**TASK DESCRIPTION:** Please return each of the entries that follow, unchanged in every word.

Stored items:
-------

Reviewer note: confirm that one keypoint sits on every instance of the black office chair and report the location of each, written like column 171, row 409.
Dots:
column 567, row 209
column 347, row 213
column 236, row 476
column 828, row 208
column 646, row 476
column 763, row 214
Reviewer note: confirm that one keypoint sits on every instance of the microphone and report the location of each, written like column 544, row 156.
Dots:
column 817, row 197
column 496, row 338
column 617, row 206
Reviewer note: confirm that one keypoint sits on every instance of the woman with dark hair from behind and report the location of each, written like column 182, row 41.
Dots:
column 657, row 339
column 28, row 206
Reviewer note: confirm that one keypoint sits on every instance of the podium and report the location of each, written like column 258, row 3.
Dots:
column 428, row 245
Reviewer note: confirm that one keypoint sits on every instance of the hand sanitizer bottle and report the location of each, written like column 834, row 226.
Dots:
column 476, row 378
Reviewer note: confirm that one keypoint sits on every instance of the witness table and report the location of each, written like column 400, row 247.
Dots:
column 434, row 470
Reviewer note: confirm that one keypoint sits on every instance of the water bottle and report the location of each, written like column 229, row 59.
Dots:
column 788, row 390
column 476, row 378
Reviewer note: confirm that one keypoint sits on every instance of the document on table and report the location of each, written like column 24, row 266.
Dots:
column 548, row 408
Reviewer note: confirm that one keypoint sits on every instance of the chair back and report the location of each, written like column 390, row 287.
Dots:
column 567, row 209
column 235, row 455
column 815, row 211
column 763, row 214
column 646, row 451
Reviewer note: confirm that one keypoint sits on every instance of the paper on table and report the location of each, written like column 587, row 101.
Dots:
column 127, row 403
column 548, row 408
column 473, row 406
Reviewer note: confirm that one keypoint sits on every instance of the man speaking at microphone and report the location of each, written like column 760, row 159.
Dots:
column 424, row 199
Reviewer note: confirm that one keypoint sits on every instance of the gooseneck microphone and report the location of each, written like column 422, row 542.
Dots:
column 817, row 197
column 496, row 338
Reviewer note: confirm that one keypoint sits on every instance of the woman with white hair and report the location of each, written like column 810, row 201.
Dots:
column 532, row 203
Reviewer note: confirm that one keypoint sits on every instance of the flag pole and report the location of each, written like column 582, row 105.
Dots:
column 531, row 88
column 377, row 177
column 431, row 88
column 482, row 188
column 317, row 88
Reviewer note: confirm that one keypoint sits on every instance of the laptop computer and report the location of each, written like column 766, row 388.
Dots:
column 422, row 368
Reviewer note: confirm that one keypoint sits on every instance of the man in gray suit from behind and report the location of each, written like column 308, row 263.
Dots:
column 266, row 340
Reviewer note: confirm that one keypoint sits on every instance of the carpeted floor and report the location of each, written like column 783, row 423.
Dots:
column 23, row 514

-------

**WRITTEN REPLY:**
Reviewer note: confirm that one keypoint sits on every instance of the black office chair and report the location of each, written like column 171, row 409.
Dots:
column 567, row 209
column 347, row 213
column 236, row 476
column 828, row 208
column 646, row 476
column 763, row 214
Reviewer note: confirm that one keypoint sits on every instance of the microphone and report the location of each, written like column 544, row 156.
Dots:
column 817, row 197
column 496, row 338
column 617, row 206
Reviewer note: confirm that one keypoint sits on every instance of the woman with dark hair from behind and report the location of each, written like column 182, row 41.
Dots:
column 657, row 339
column 28, row 206
Reviewer note: confirm that one keypoint sits on every instance of the podium and report the location of each, written like column 258, row 3.
Dots:
column 428, row 245
Reviewer note: confirm that one keypoint sits on every instance of the hand sanitizer bottle and report the location of each, written like column 834, row 226.
Dots:
column 476, row 378
Reviewer note: confirm that one keypoint sits on every instance of the witness table and report the location of each, written like column 400, row 247.
Dots:
column 434, row 470
Reviewer note: confirm that one keypoint sits on every instance of the water bottle and report the location of each, written like column 229, row 59.
Dots:
column 788, row 390
column 476, row 378
Reviewer note: confirm that one keypoint sits on every instance of the document on table and report the location of each, written like column 24, row 266.
Dots:
column 548, row 408
Reviewer note: confirm that one keypoint sits on every instance of the chair back and report the location of each, written like column 390, row 287.
Dots:
column 567, row 209
column 235, row 455
column 815, row 211
column 763, row 214
column 646, row 451
Reviewer note: confirm that one keypoint sits on every instance of the paper on table and report the location of each, written like column 587, row 101.
Dots:
column 127, row 403
column 548, row 408
column 473, row 406
Reviewer note: confirm that one keypoint sits on every instance of the man speaking at microphone and report the location of each, written like column 760, row 159.
Dots:
column 424, row 199
Reviewer note: confirm that one keypoint sits on every instance of the gooseneck microphone and report the location of each, written like column 422, row 542.
Dots:
column 817, row 197
column 496, row 338
Reviewer note: confirm that one keypoint sits on every instance of the woman with white hair and report the location of each, written like column 810, row 201.
Dots:
column 532, row 203
Reviewer note: confirm that one keypoint sits on every instance of the flag pole and report the location of each, written like column 582, row 105.
Dots:
column 531, row 88
column 377, row 177
column 431, row 88
column 482, row 188
column 317, row 88
Reviewer note: confirm that one keypoint sits on every instance of the laptop computer and report the location of each, written like column 766, row 388.
Dots:
column 422, row 368
Reviewer note: confirm that one keypoint sits on every instance of the man in gray suit from behind and report the location of each, written like column 308, row 263.
Dots:
column 266, row 340
Reviewer note: confirm that one keypoint sits on every instance of the carpeted floor and report the location of each, written like column 783, row 423.
Dots:
column 23, row 514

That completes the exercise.